WHAT YOU ARE ASKED TO DO
Rewrite the items below with "whole-pixel" changed to "integer" and everything else kept the same. Leave out the pictures.

Source records
================
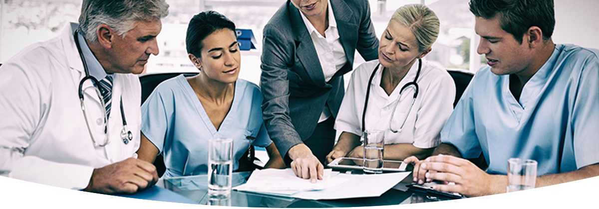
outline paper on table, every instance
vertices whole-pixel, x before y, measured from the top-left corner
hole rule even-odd
[[[342,184],[350,178],[331,178],[331,169],[325,169],[323,180],[311,183],[310,179],[298,178],[291,169],[256,170],[245,185],[237,190],[292,195],[302,191],[322,190]]]
[[[325,172],[325,177],[328,173],[332,177],[312,183],[309,180],[297,177],[289,168],[272,170],[255,171],[247,183],[233,189],[314,200],[380,196],[411,173],[401,172],[352,175],[329,170]],[[263,176],[264,174],[262,173],[265,171],[264,174],[267,175]],[[256,176],[254,176],[255,174]],[[256,179],[260,180],[253,181],[256,179],[253,179],[256,177],[259,177]],[[293,186],[300,187],[294,188],[291,186],[294,185],[296,186]]]
[[[306,191],[291,196],[305,199],[338,199],[380,196],[401,182],[412,172],[398,172],[379,174],[347,174],[340,173],[335,177],[350,176],[354,178],[333,188],[317,191]]]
================
WORKED ANSWER
outline paper on table, every instance
vertices integer, x before y, measured from the top-left corner
hole rule even-odd
[[[342,184],[350,178],[331,178],[331,169],[325,169],[323,180],[311,183],[310,179],[298,178],[291,169],[256,170],[245,185],[237,190],[292,195],[302,191],[322,190]]]
[[[325,172],[325,177],[328,173],[332,177],[312,183],[309,180],[297,177],[289,168],[272,170],[255,171],[247,183],[233,189],[314,200],[380,196],[411,173],[401,172],[352,175],[329,170]],[[263,176],[264,174],[262,173],[265,171],[264,174],[267,175]],[[256,176],[254,176],[255,174]],[[256,179],[260,180],[253,181],[256,179],[253,179],[256,177],[259,177]],[[293,186],[300,187],[294,188],[291,186],[294,185],[296,186]]]
[[[306,191],[291,196],[305,199],[338,199],[380,196],[401,182],[412,172],[398,172],[379,174],[347,174],[340,173],[335,177],[350,176],[354,178],[333,188],[317,191]]]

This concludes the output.